→ WHAT IS REQUIRED
Please report every line of the listing below that has the word "plate" in it.

→ DATA TO USE
= Beginning of Section =

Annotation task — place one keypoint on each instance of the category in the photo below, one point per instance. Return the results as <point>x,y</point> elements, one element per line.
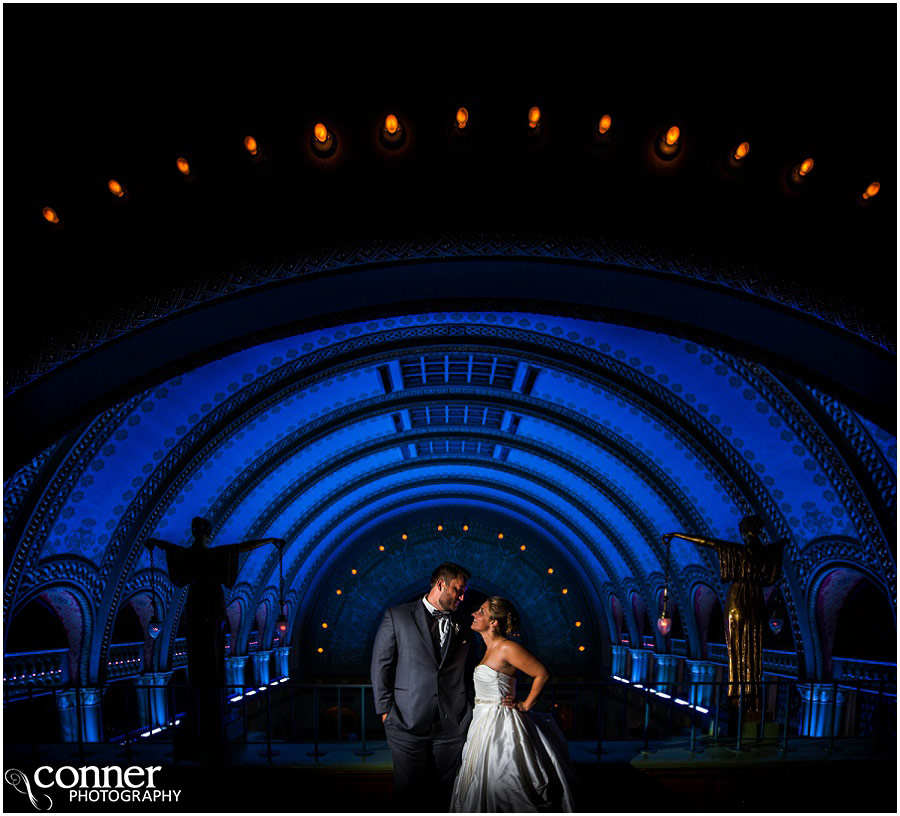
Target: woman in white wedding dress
<point>513,762</point>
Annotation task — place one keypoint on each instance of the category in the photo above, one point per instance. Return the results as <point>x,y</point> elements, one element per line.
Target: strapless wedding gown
<point>513,762</point>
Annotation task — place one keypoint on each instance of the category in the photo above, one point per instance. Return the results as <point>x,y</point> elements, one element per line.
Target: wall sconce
<point>392,134</point>
<point>664,623</point>
<point>323,142</point>
<point>871,191</point>
<point>669,143</point>
<point>800,172</point>
<point>154,625</point>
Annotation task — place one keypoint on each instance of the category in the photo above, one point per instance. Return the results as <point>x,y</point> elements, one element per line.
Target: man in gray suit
<point>422,668</point>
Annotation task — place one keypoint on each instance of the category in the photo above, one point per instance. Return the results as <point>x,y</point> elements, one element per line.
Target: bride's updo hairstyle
<point>505,614</point>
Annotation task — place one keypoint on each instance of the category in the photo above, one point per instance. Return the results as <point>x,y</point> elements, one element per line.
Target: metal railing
<point>317,715</point>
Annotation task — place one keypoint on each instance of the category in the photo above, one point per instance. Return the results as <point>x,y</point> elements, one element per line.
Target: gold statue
<point>749,566</point>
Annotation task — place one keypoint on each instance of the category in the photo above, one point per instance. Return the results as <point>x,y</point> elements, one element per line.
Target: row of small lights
<point>392,136</point>
<point>440,529</point>
<point>662,694</point>
<point>32,675</point>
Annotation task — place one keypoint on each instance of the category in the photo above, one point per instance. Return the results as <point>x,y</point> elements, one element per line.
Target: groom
<point>422,668</point>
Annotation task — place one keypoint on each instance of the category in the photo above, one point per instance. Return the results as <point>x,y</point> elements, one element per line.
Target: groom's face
<point>452,594</point>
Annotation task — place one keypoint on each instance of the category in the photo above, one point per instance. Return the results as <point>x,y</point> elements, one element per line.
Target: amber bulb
<point>872,190</point>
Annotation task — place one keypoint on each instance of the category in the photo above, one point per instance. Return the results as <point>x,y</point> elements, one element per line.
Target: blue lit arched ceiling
<point>579,441</point>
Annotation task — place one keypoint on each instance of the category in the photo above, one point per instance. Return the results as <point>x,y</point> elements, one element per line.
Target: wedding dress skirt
<point>513,762</point>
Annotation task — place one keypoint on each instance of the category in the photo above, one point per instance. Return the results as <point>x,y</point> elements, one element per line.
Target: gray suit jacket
<point>410,684</point>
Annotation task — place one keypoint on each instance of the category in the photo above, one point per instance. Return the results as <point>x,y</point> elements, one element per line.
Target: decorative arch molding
<point>837,554</point>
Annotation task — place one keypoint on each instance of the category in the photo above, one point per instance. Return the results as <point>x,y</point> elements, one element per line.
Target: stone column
<point>152,698</point>
<point>666,672</point>
<point>80,704</point>
<point>281,661</point>
<point>619,654</point>
<point>234,674</point>
<point>261,663</point>
<point>817,709</point>
<point>640,665</point>
<point>702,674</point>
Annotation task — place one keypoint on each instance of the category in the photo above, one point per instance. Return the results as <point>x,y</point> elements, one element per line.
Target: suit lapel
<point>419,616</point>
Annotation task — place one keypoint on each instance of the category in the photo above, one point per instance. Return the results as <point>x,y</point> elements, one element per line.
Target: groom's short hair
<point>448,571</point>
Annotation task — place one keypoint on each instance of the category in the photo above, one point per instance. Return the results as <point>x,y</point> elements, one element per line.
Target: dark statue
<point>204,569</point>
<point>749,566</point>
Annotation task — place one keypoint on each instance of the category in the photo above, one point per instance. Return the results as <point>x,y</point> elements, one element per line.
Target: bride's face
<point>481,618</point>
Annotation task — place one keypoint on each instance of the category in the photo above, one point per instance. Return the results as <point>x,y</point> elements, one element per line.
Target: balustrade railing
<point>45,669</point>
<point>124,659</point>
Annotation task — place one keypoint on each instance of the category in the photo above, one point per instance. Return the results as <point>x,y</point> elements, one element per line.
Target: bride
<point>512,761</point>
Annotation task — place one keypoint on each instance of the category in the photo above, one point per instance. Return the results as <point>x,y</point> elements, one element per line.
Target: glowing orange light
<point>872,190</point>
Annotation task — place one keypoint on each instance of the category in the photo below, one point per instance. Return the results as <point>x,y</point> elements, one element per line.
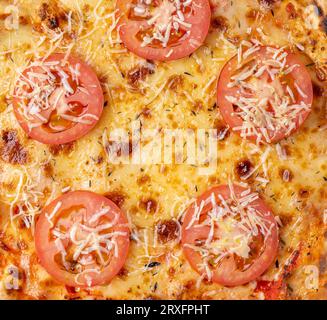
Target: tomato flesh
<point>82,239</point>
<point>163,30</point>
<point>226,241</point>
<point>58,100</point>
<point>267,95</point>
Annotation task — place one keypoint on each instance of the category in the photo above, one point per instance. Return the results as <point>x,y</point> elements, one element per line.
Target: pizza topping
<point>165,29</point>
<point>264,93</point>
<point>82,239</point>
<point>58,100</point>
<point>168,230</point>
<point>12,150</point>
<point>229,235</point>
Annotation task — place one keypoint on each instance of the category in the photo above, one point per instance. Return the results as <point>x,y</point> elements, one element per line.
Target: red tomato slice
<point>163,30</point>
<point>229,235</point>
<point>264,94</point>
<point>58,102</point>
<point>82,239</point>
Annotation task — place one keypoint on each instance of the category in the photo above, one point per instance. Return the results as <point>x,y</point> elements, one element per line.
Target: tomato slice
<point>58,100</point>
<point>163,30</point>
<point>229,235</point>
<point>82,239</point>
<point>264,93</point>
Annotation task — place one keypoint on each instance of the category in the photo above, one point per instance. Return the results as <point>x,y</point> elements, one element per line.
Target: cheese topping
<point>259,93</point>
<point>166,20</point>
<point>234,224</point>
<point>85,243</point>
<point>47,88</point>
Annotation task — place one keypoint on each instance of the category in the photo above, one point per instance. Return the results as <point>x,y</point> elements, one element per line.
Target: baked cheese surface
<point>290,176</point>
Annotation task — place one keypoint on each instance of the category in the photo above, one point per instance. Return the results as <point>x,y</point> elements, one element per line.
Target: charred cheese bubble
<point>289,176</point>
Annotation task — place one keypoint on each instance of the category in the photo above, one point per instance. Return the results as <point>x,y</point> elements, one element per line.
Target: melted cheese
<point>154,268</point>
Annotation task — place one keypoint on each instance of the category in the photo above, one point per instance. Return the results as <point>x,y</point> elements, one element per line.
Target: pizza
<point>163,149</point>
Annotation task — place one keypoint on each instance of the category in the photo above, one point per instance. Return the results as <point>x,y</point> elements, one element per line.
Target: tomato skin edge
<point>43,252</point>
<point>235,121</point>
<point>78,130</point>
<point>228,281</point>
<point>161,54</point>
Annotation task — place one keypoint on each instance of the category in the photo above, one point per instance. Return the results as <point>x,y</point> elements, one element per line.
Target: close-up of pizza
<point>163,150</point>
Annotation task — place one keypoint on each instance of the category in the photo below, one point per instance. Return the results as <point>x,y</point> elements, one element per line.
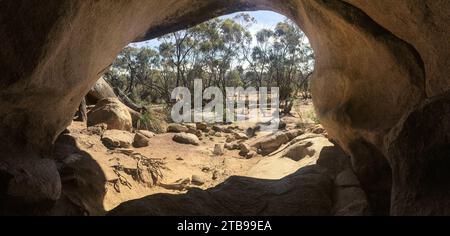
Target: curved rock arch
<point>375,61</point>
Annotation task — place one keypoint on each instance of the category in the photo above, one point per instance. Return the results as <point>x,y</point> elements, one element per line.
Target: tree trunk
<point>82,113</point>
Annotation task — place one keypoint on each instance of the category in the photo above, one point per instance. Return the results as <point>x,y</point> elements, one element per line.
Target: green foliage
<point>312,115</point>
<point>221,52</point>
<point>150,121</point>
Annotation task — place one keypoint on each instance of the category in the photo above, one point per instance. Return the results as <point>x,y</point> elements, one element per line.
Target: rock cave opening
<point>379,89</point>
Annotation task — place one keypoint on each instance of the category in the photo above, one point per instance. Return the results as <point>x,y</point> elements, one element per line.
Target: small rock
<point>230,139</point>
<point>217,128</point>
<point>117,139</point>
<point>198,180</point>
<point>218,150</point>
<point>179,185</point>
<point>245,149</point>
<point>140,140</point>
<point>125,151</point>
<point>215,175</point>
<point>185,138</point>
<point>317,129</point>
<point>177,128</point>
<point>98,129</point>
<point>232,146</point>
<point>240,136</point>
<point>251,154</point>
<point>202,126</point>
<point>146,133</point>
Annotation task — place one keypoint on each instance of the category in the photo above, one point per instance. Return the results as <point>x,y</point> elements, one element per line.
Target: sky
<point>265,19</point>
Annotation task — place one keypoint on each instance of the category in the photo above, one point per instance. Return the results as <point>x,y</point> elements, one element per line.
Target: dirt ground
<point>181,161</point>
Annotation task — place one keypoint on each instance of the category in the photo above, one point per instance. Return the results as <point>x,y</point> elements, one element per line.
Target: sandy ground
<point>181,161</point>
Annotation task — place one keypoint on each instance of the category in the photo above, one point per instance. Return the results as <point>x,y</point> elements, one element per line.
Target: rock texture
<point>185,138</point>
<point>111,112</point>
<point>309,190</point>
<point>375,61</point>
<point>117,139</point>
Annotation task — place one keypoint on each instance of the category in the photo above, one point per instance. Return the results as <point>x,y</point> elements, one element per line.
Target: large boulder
<point>112,112</point>
<point>140,140</point>
<point>177,128</point>
<point>272,142</point>
<point>185,138</point>
<point>375,61</point>
<point>117,139</point>
<point>101,90</point>
<point>309,190</point>
<point>419,150</point>
<point>305,150</point>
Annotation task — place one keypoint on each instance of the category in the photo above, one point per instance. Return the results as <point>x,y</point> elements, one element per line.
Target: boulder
<point>376,61</point>
<point>117,139</point>
<point>198,180</point>
<point>140,140</point>
<point>177,128</point>
<point>240,136</point>
<point>111,112</point>
<point>185,138</point>
<point>309,190</point>
<point>100,91</point>
<point>218,150</point>
<point>146,133</point>
<point>270,143</point>
<point>202,126</point>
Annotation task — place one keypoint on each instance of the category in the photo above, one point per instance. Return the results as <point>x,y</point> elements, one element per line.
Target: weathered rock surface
<point>309,190</point>
<point>101,90</point>
<point>117,139</point>
<point>375,61</point>
<point>307,150</point>
<point>146,133</point>
<point>271,143</point>
<point>218,150</point>
<point>185,138</point>
<point>111,112</point>
<point>140,140</point>
<point>177,128</point>
<point>419,149</point>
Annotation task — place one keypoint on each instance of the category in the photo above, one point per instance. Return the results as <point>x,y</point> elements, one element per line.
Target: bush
<point>151,121</point>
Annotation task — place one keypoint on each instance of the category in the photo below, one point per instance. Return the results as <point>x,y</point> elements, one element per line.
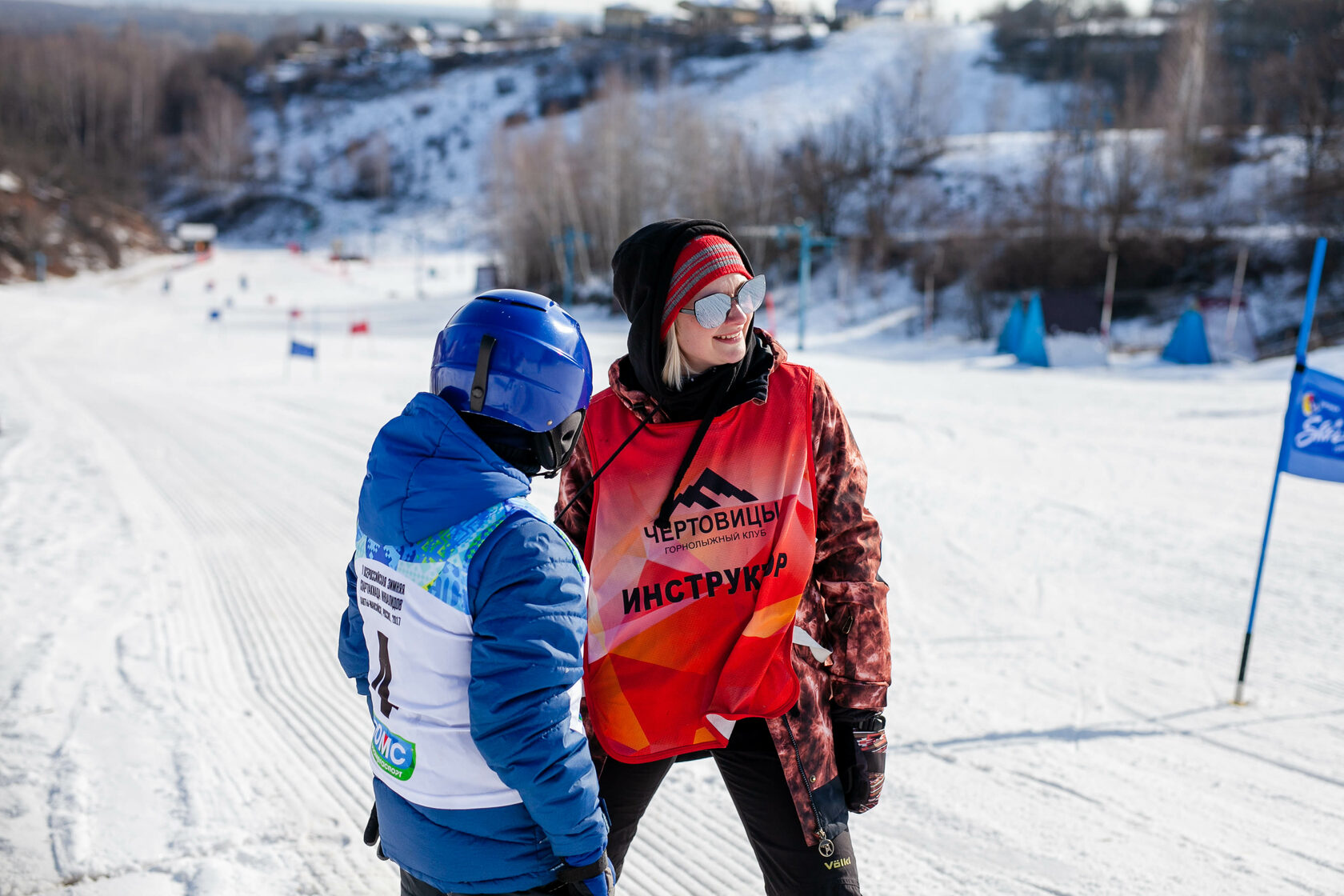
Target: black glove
<point>371,833</point>
<point>861,755</point>
<point>593,879</point>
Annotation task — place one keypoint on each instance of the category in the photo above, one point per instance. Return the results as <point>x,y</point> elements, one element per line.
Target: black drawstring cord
<point>614,454</point>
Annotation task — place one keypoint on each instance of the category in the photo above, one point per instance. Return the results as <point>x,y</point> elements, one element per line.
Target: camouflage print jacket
<point>844,606</point>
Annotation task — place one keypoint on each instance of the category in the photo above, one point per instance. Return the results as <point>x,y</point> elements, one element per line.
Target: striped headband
<point>702,261</point>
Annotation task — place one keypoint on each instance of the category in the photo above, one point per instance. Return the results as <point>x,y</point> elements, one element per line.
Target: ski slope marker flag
<point>1314,437</point>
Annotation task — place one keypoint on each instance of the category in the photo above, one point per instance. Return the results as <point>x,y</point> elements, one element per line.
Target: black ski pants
<point>750,769</point>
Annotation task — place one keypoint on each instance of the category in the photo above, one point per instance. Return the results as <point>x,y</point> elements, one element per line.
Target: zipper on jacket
<point>826,846</point>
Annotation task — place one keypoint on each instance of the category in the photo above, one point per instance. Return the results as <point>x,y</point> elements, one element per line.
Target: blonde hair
<point>675,370</point>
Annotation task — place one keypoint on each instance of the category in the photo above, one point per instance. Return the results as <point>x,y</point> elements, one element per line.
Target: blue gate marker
<point>1314,438</point>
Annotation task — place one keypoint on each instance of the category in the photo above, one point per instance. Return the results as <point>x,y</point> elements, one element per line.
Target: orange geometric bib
<point>690,626</point>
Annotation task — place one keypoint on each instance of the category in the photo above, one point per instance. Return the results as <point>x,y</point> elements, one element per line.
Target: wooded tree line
<point>109,114</point>
<point>1146,136</point>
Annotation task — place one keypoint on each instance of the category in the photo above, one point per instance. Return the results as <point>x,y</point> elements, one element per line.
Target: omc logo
<point>394,754</point>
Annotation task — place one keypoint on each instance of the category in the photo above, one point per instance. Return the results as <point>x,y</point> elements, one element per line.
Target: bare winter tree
<point>219,138</point>
<point>1190,94</point>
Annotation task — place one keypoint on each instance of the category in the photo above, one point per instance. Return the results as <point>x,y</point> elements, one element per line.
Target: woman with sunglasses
<point>735,607</point>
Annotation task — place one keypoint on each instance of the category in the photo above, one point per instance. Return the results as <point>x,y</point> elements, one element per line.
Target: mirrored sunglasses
<point>713,310</point>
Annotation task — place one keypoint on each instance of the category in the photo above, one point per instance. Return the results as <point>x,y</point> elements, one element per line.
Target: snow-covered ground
<point>1070,555</point>
<point>438,138</point>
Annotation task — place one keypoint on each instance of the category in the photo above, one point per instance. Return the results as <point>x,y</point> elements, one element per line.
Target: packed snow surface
<point>1070,555</point>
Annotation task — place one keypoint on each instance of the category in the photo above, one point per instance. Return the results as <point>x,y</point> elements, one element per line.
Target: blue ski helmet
<point>518,358</point>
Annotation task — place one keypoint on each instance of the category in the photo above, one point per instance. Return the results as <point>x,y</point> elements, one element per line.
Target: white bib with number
<point>418,632</point>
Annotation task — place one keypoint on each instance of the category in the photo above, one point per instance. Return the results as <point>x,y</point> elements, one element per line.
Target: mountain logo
<point>698,494</point>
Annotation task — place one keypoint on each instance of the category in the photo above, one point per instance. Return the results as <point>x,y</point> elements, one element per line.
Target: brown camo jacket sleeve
<point>847,561</point>
<point>574,476</point>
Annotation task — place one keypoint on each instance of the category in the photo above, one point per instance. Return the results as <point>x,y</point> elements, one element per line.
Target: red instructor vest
<point>690,626</point>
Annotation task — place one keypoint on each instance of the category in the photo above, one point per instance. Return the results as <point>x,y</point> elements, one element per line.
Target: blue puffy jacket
<point>429,472</point>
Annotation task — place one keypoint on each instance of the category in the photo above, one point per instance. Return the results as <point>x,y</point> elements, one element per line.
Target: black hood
<point>642,273</point>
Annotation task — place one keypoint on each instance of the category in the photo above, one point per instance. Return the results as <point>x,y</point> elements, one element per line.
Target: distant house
<point>624,16</point>
<point>910,10</point>
<point>709,16</point>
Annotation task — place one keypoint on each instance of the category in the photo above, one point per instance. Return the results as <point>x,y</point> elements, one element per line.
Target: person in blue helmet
<point>468,613</point>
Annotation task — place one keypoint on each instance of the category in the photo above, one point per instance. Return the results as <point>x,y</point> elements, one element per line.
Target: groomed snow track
<point>1070,555</point>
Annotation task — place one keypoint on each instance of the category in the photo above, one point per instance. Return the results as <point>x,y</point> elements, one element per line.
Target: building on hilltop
<point>710,16</point>
<point>909,10</point>
<point>624,16</point>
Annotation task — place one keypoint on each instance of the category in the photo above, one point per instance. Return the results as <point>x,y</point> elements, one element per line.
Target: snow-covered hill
<point>438,138</point>
<point>1070,555</point>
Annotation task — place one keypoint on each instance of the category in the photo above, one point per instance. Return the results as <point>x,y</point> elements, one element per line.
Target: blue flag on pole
<point>1314,430</point>
<point>1314,437</point>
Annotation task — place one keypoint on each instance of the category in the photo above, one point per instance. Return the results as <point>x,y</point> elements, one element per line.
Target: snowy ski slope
<point>1070,555</point>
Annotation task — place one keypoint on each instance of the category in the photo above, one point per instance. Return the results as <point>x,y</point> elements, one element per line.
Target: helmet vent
<point>482,367</point>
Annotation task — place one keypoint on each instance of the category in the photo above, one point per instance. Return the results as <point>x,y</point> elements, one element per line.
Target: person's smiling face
<point>727,344</point>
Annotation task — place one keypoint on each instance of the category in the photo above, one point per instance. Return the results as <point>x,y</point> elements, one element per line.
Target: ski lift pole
<point>1235,304</point>
<point>804,276</point>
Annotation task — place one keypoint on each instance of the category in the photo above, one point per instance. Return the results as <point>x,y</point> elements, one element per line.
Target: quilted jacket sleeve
<point>847,561</point>
<point>351,649</point>
<point>530,617</point>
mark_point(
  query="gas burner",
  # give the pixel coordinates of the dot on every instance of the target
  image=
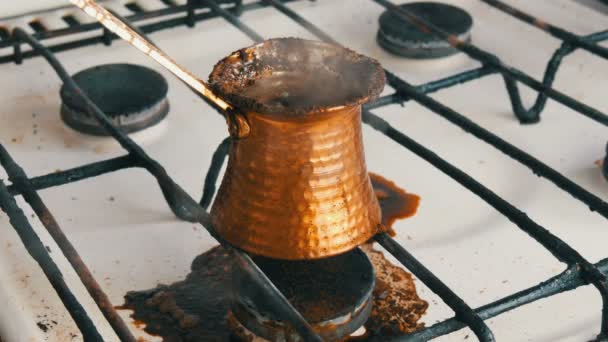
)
(333, 294)
(405, 39)
(133, 97)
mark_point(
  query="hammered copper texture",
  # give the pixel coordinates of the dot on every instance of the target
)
(298, 188)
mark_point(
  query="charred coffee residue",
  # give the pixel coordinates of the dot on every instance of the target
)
(198, 308)
(395, 202)
(276, 77)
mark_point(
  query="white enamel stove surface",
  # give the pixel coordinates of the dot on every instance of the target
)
(128, 237)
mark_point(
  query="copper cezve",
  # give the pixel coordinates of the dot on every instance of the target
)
(296, 185)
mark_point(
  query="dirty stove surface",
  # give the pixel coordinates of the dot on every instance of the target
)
(126, 234)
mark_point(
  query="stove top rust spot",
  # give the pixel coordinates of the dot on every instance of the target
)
(199, 307)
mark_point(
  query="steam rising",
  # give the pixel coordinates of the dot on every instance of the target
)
(294, 76)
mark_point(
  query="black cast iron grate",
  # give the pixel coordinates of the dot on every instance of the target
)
(579, 271)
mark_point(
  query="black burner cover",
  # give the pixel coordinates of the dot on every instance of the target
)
(132, 96)
(403, 38)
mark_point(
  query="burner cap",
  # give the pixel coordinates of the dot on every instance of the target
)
(403, 38)
(133, 97)
(333, 294)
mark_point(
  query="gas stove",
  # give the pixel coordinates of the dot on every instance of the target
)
(499, 132)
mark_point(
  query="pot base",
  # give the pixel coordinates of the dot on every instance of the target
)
(336, 303)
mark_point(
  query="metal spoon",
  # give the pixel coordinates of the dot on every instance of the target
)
(112, 23)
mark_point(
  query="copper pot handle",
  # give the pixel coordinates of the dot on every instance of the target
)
(238, 126)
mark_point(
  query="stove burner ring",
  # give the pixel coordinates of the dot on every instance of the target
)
(334, 295)
(405, 39)
(132, 96)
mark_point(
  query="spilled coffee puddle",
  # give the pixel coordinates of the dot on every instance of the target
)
(198, 308)
(394, 201)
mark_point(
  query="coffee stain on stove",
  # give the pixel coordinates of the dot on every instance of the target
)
(395, 202)
(198, 307)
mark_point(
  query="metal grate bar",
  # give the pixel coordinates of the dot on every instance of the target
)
(36, 249)
(510, 74)
(407, 91)
(179, 201)
(555, 31)
(165, 23)
(462, 310)
(21, 181)
(77, 174)
(556, 246)
(552, 243)
(568, 280)
(595, 203)
(579, 272)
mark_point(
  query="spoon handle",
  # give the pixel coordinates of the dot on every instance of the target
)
(112, 23)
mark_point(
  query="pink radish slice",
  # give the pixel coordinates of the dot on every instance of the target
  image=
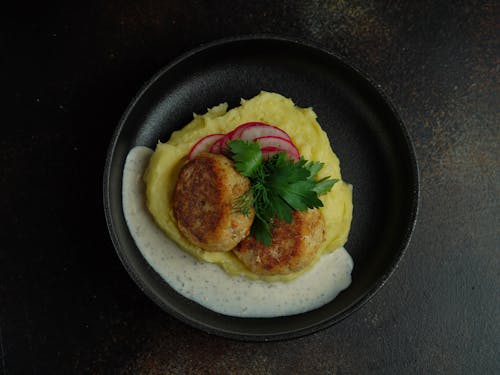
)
(204, 144)
(251, 130)
(219, 146)
(269, 151)
(281, 143)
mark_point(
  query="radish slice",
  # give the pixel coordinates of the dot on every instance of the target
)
(219, 146)
(280, 143)
(204, 144)
(251, 130)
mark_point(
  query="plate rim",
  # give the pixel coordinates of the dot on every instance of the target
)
(361, 300)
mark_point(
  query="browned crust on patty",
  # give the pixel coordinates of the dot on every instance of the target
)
(203, 202)
(294, 246)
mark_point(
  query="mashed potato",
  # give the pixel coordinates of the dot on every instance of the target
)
(271, 108)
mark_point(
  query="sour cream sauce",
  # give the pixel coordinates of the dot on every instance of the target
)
(210, 286)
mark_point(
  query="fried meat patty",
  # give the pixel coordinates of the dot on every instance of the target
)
(203, 202)
(294, 246)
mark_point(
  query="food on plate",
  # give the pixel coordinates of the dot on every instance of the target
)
(277, 126)
(243, 282)
(203, 203)
(294, 245)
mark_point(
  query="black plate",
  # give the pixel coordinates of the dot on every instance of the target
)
(365, 132)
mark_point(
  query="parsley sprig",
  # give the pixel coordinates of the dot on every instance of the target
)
(278, 186)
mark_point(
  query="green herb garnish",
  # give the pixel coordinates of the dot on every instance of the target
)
(278, 186)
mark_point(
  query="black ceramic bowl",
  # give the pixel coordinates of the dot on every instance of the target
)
(365, 131)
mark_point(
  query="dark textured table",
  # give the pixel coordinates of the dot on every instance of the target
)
(68, 72)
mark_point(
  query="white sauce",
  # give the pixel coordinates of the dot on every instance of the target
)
(207, 283)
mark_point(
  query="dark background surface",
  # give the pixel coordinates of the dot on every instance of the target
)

= End of Section =

→ RESPONSE BELOW
  query="plate rim",
  query="food on plate",
  query="black plate",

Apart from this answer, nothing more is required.